## [Task objective]
Using the records below, filter out every line that lacks "floor" and copy the rest.

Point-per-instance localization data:
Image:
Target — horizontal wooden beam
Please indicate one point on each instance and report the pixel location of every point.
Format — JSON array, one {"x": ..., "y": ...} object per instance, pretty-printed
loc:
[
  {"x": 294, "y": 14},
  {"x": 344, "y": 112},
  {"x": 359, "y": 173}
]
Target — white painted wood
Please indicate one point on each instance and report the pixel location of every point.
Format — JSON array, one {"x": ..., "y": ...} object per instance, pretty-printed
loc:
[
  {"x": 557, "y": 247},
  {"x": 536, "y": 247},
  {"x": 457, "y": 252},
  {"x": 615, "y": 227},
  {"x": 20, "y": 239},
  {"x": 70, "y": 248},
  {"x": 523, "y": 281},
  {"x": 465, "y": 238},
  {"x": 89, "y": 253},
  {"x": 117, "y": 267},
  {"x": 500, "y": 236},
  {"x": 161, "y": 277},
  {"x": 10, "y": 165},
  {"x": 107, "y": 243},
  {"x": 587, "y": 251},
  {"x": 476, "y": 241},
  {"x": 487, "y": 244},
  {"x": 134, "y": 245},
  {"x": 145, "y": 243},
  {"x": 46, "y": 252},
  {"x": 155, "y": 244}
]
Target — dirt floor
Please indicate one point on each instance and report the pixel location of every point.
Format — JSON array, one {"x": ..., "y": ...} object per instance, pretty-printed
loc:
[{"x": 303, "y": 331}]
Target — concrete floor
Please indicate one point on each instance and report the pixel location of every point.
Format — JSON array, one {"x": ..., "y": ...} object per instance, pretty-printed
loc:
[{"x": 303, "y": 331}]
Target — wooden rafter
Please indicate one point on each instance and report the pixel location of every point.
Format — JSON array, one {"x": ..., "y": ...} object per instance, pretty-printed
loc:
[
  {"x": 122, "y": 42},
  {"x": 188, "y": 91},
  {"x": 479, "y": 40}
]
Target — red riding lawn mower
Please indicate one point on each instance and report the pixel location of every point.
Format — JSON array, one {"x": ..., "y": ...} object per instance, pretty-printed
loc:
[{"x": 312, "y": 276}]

## [Task response]
Target — dirt floor
Target — concrete floor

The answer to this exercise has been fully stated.